--- DATA ENTRIES ---

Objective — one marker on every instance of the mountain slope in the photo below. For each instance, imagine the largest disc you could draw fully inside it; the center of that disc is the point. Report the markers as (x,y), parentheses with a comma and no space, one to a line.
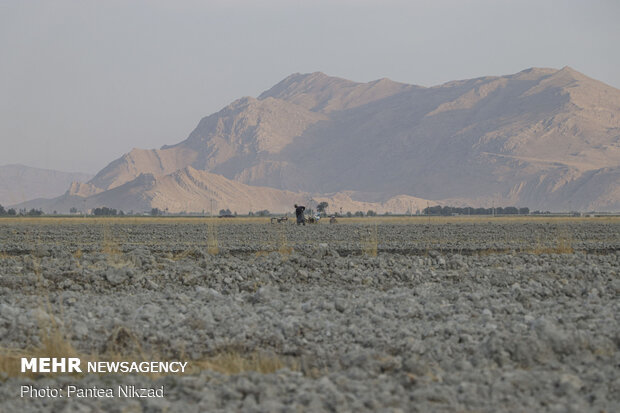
(19,183)
(190,190)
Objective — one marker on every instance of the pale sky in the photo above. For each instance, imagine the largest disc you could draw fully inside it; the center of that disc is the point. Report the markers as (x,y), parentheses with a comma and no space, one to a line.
(84,81)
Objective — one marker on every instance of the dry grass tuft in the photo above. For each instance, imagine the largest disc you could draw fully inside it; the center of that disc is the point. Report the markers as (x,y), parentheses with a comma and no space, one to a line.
(369,241)
(212,245)
(235,363)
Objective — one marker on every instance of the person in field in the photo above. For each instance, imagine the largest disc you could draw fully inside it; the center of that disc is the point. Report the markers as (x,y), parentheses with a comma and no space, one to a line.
(299,213)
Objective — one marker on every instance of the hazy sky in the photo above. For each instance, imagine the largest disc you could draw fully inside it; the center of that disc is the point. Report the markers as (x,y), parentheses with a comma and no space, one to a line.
(82,82)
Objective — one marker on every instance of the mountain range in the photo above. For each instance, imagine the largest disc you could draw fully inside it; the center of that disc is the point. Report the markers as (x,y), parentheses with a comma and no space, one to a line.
(542,138)
(19,183)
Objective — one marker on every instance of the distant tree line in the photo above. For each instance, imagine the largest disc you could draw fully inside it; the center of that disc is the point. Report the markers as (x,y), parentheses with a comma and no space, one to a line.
(105,211)
(450,210)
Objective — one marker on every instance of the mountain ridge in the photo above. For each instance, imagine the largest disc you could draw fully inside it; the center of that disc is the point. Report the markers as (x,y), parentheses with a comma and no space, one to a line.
(541,137)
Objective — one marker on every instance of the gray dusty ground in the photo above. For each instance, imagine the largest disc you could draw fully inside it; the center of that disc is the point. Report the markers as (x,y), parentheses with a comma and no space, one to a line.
(491,316)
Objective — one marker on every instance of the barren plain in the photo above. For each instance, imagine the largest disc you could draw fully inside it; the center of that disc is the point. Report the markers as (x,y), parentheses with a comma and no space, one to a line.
(454,314)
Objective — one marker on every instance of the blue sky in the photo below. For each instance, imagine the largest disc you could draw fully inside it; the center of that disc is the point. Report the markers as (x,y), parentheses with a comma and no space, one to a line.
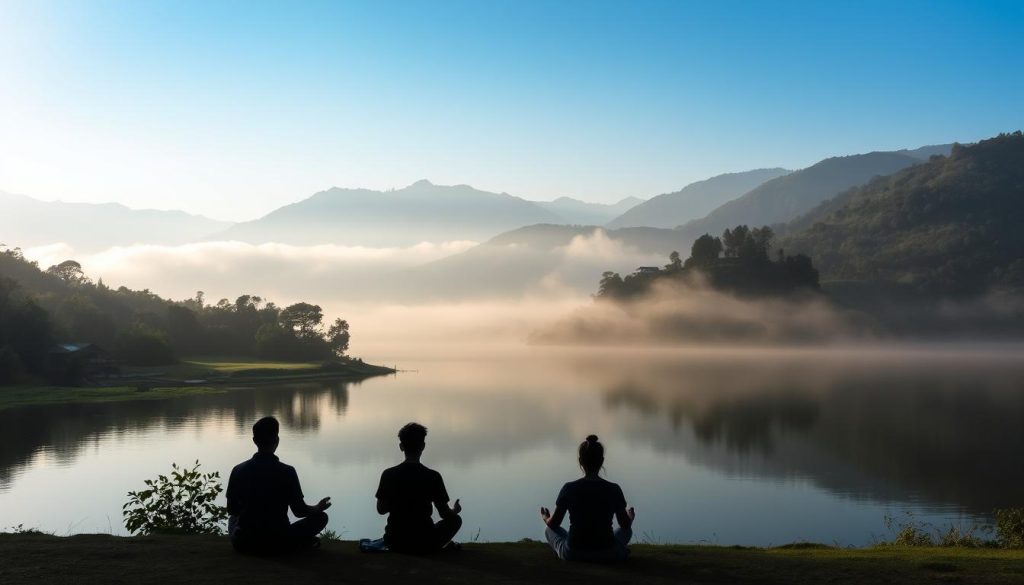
(231,109)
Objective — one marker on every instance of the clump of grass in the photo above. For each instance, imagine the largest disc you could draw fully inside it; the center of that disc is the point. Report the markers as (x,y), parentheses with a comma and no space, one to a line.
(910,533)
(329,535)
(1010,528)
(20,529)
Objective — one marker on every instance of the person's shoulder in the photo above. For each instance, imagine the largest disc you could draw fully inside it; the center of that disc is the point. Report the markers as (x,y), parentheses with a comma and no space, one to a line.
(242,466)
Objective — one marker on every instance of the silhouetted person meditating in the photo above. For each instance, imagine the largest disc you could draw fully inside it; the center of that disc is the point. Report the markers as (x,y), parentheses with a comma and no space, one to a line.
(408,494)
(259,493)
(591,502)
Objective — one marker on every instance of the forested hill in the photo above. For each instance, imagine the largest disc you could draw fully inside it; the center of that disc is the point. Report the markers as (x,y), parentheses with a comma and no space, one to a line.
(953,224)
(60,304)
(785,198)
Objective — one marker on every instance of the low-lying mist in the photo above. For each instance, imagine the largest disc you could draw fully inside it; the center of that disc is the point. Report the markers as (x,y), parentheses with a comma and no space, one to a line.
(459,298)
(692,312)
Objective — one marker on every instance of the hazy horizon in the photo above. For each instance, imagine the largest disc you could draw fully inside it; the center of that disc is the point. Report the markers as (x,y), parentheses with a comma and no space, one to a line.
(230,112)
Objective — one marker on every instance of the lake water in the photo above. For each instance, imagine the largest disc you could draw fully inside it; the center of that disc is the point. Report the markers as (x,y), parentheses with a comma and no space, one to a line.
(740,447)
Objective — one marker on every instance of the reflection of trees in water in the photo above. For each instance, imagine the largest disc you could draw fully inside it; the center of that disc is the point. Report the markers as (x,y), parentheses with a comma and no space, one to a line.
(62,430)
(743,425)
(945,432)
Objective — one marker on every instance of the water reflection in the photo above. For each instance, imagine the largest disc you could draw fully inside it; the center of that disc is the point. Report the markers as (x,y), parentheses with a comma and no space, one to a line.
(62,431)
(944,429)
(941,430)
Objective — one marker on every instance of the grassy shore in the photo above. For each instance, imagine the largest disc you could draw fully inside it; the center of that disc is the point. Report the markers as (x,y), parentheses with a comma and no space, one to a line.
(99,558)
(13,397)
(187,377)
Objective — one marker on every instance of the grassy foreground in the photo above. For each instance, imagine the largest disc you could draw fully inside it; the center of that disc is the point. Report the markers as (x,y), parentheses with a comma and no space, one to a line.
(100,558)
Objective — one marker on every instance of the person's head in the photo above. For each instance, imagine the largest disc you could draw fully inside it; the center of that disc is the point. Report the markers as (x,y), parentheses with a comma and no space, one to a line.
(265,434)
(413,439)
(591,455)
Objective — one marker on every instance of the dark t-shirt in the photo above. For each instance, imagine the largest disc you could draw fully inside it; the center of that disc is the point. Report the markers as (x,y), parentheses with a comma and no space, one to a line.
(259,492)
(591,504)
(410,491)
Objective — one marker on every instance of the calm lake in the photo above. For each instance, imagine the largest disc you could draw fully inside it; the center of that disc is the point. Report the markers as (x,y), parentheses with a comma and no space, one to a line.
(728,447)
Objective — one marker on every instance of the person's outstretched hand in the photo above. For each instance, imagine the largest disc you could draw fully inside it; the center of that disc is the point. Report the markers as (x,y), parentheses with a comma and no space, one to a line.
(545,514)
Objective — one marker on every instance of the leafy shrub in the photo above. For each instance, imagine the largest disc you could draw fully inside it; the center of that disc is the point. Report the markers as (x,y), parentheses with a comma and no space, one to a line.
(182,502)
(1010,528)
(141,344)
(912,533)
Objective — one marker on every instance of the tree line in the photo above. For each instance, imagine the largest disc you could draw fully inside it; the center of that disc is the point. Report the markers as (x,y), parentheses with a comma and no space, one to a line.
(60,304)
(738,261)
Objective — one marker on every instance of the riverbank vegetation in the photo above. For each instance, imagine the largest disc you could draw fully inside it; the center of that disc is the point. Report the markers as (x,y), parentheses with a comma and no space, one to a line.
(187,377)
(58,327)
(163,558)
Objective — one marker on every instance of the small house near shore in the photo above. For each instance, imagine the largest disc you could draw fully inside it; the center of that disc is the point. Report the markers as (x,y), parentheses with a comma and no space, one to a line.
(78,363)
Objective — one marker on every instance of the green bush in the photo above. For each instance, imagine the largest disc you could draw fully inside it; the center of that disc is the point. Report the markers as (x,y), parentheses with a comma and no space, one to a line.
(182,502)
(1010,528)
(141,344)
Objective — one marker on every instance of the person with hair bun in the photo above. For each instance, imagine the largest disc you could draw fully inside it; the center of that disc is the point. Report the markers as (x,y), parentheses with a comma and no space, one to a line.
(591,503)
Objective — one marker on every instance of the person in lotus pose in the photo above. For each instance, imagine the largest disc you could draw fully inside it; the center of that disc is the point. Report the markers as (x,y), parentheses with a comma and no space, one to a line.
(408,493)
(591,503)
(259,493)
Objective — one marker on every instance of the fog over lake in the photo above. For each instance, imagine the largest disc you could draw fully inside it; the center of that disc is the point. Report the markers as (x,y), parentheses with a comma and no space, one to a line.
(730,446)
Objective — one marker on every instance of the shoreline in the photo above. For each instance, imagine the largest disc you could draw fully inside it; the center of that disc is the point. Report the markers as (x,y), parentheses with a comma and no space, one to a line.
(146,384)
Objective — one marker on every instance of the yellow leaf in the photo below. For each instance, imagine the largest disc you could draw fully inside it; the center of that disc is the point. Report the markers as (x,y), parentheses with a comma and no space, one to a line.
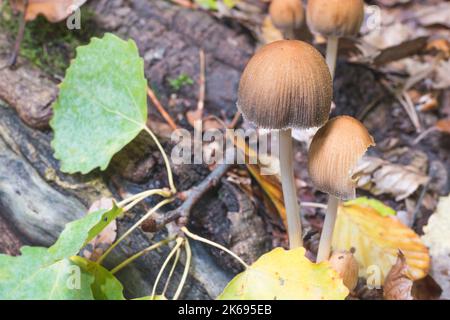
(377,240)
(437,238)
(286,275)
(53,10)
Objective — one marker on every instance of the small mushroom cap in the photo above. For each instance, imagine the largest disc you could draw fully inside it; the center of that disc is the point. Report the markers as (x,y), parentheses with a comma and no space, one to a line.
(334,153)
(335,17)
(287,14)
(286,84)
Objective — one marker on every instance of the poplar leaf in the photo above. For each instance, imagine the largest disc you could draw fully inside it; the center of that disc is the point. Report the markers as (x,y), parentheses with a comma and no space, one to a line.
(102,104)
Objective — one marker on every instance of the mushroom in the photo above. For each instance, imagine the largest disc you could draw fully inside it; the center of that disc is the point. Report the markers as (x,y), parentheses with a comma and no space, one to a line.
(287,16)
(335,19)
(286,85)
(335,151)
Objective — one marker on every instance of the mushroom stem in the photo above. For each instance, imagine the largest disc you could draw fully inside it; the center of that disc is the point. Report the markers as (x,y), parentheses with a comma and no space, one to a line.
(327,230)
(294,224)
(332,49)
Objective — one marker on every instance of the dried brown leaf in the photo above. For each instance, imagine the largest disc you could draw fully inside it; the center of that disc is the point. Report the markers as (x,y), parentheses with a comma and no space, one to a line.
(379,176)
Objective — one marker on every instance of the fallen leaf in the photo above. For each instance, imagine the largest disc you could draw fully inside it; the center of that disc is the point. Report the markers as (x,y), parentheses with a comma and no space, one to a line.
(379,206)
(440,45)
(398,283)
(347,267)
(286,275)
(437,238)
(438,14)
(53,10)
(376,240)
(379,176)
(97,246)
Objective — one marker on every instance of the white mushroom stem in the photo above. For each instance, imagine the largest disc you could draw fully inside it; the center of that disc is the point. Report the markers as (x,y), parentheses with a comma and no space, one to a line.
(294,224)
(327,230)
(332,50)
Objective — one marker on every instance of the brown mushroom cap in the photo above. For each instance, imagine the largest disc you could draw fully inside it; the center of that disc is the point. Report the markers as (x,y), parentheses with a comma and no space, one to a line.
(335,17)
(334,153)
(286,84)
(287,14)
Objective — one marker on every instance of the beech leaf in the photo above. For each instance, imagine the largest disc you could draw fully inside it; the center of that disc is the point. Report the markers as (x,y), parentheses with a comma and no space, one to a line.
(286,275)
(102,104)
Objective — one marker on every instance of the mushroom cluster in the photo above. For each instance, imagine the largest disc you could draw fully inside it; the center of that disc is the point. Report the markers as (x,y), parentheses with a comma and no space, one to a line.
(288,85)
(287,16)
(334,19)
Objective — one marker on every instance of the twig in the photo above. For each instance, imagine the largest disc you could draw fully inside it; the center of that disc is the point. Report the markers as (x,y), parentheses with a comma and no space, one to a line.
(187,247)
(172,270)
(160,108)
(212,243)
(20,33)
(178,244)
(130,230)
(140,253)
(202,88)
(193,196)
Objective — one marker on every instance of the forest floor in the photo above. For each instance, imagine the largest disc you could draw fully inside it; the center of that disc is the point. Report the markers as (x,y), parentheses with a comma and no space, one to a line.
(395,79)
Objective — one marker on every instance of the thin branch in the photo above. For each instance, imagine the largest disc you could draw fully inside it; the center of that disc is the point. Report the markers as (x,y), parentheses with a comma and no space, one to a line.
(140,253)
(166,262)
(214,244)
(187,247)
(137,224)
(193,196)
(20,33)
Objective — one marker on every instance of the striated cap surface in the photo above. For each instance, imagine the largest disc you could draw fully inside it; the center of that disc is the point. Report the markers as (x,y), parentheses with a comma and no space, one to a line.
(334,152)
(335,17)
(287,14)
(286,84)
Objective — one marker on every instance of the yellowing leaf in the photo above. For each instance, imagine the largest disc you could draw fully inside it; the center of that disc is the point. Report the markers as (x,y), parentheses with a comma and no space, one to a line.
(377,239)
(269,33)
(437,238)
(379,206)
(53,10)
(286,275)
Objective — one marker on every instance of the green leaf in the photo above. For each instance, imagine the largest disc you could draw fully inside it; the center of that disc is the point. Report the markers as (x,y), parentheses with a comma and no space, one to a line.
(79,232)
(102,104)
(41,273)
(286,275)
(35,275)
(105,286)
(375,204)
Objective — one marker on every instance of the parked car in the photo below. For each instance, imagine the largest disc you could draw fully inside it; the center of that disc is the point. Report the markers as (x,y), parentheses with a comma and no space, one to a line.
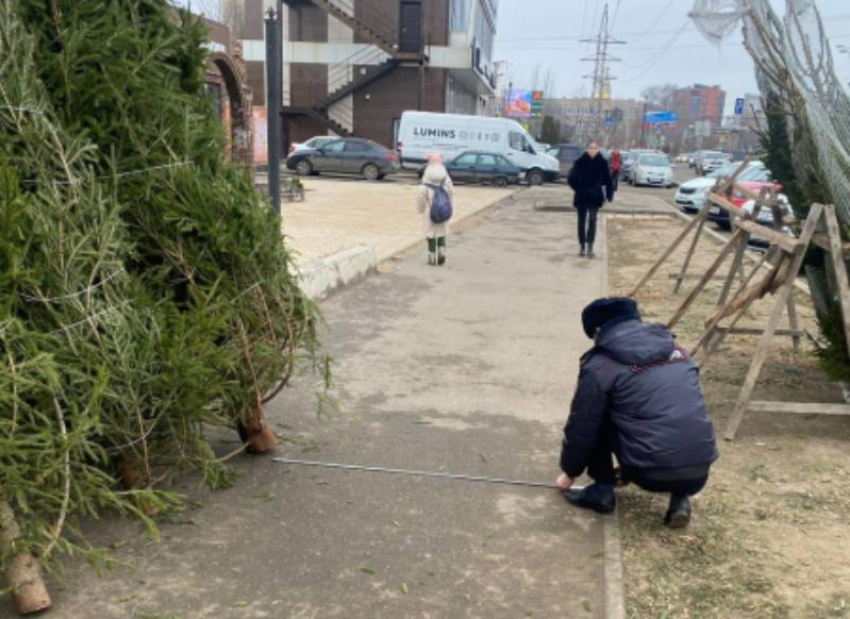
(347,156)
(691,195)
(765,218)
(753,179)
(567,154)
(701,155)
(711,163)
(482,167)
(422,133)
(316,142)
(652,169)
(629,161)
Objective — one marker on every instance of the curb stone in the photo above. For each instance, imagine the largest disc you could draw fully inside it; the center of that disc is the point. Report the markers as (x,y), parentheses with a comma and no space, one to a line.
(320,277)
(613,588)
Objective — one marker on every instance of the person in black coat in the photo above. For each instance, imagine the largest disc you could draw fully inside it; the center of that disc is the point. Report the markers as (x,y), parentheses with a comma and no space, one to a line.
(639,398)
(590,179)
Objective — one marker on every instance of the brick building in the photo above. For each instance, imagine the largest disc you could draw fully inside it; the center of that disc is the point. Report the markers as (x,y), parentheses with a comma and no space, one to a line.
(351,67)
(700,110)
(226,81)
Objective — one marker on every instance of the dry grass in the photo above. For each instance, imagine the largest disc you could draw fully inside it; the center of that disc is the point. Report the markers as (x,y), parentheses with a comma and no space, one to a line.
(770,535)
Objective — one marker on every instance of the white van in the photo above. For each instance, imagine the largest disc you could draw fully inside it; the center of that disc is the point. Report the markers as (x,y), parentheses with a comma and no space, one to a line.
(422,133)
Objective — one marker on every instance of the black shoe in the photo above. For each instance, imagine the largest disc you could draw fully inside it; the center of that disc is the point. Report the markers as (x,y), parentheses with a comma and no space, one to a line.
(679,513)
(591,498)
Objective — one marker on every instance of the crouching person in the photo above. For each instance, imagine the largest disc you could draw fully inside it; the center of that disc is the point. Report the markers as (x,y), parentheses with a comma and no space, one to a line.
(639,398)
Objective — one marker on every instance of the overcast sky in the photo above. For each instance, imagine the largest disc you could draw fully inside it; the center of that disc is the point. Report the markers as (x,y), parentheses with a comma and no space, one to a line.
(662,45)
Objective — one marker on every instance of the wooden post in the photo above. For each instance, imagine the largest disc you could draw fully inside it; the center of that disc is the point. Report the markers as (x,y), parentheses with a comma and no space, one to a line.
(22,569)
(705,278)
(775,316)
(690,255)
(836,251)
(794,323)
(703,214)
(707,341)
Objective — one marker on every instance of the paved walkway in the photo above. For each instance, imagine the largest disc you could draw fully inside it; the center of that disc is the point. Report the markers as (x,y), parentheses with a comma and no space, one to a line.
(467,368)
(341,213)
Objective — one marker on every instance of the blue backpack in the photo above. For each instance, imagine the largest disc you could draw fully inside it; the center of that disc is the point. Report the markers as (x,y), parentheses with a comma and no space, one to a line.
(441,203)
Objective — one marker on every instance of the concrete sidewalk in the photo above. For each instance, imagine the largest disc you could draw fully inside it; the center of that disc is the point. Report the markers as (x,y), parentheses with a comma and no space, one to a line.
(339,213)
(468,368)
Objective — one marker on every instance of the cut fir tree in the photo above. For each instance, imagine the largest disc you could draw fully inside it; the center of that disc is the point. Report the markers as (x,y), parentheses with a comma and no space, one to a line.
(145,290)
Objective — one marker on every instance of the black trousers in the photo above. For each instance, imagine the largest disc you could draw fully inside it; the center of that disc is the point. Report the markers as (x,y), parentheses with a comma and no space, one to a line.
(683,482)
(587,225)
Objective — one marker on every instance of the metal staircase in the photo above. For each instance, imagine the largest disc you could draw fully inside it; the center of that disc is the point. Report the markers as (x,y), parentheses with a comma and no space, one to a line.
(361,68)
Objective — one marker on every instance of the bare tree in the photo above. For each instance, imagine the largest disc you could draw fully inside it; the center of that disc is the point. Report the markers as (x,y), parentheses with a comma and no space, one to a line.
(233,15)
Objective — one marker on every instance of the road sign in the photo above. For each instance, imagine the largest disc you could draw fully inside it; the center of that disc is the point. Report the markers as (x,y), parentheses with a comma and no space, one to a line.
(739,106)
(662,118)
(536,102)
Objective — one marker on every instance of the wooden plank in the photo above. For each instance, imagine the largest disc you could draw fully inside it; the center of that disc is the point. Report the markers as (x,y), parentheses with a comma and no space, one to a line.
(712,337)
(733,241)
(758,331)
(669,251)
(794,323)
(773,323)
(784,241)
(733,270)
(796,408)
(839,266)
(822,240)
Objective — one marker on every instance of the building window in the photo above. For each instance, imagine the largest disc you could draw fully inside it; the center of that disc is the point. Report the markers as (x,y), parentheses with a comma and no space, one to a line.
(459,15)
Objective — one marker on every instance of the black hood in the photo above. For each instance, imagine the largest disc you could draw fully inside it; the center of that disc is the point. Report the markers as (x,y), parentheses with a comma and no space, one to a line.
(636,343)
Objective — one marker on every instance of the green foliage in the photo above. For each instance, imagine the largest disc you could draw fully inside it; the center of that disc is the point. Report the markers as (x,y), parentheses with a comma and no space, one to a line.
(550,132)
(145,290)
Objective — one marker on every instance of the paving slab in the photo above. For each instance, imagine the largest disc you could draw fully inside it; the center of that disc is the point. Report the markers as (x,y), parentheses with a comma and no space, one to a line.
(466,368)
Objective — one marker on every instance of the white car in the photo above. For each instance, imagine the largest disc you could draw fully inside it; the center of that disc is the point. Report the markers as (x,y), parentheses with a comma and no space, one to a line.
(765,218)
(691,196)
(652,169)
(312,143)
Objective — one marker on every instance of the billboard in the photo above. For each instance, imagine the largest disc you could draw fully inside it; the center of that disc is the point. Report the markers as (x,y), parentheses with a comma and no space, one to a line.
(661,118)
(518,104)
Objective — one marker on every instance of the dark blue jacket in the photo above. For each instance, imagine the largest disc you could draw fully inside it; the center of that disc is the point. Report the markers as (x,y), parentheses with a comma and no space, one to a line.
(637,384)
(590,178)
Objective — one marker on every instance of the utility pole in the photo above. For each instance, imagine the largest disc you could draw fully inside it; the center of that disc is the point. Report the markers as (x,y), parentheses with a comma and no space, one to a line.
(274,103)
(601,76)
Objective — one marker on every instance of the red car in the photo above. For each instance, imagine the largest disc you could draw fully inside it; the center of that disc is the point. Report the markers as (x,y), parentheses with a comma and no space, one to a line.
(753,180)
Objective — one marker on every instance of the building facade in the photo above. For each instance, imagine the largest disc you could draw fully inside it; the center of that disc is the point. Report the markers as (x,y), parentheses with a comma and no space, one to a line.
(700,109)
(351,67)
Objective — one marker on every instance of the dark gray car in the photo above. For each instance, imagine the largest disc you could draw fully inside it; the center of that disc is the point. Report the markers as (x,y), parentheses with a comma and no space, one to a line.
(346,156)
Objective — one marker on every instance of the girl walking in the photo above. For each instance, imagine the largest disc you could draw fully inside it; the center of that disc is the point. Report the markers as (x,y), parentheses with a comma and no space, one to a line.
(435,176)
(591,180)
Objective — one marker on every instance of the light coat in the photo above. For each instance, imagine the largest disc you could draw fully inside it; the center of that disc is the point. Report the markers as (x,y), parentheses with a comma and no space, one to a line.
(434,175)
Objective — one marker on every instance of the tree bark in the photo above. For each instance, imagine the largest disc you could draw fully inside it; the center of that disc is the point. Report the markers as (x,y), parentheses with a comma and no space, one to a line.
(254,432)
(22,571)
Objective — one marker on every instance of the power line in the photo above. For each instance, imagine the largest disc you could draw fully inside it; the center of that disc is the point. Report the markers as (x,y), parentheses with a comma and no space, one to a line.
(663,52)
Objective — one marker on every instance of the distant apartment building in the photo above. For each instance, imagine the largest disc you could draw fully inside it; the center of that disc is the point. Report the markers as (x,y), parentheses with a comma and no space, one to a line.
(614,122)
(351,67)
(700,109)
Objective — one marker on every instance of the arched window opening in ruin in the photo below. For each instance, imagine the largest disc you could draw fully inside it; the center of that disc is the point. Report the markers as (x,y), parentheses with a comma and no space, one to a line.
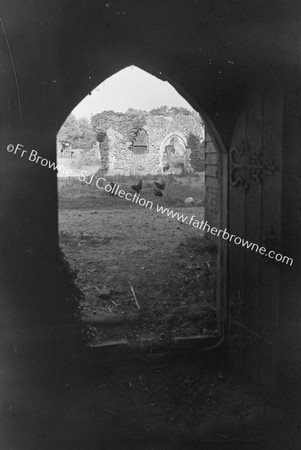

---

Return every line of the records above that contains the word "foliage".

- EXERCISE RESPONSE -
Objective — one marker on every instance of the green foliage in the photo above. For each instance, imagine the largest disc you could draw fully inside it; the center of that disc is the point. Report the markers as (x,y), parentheses with a comma and no space, one to a line.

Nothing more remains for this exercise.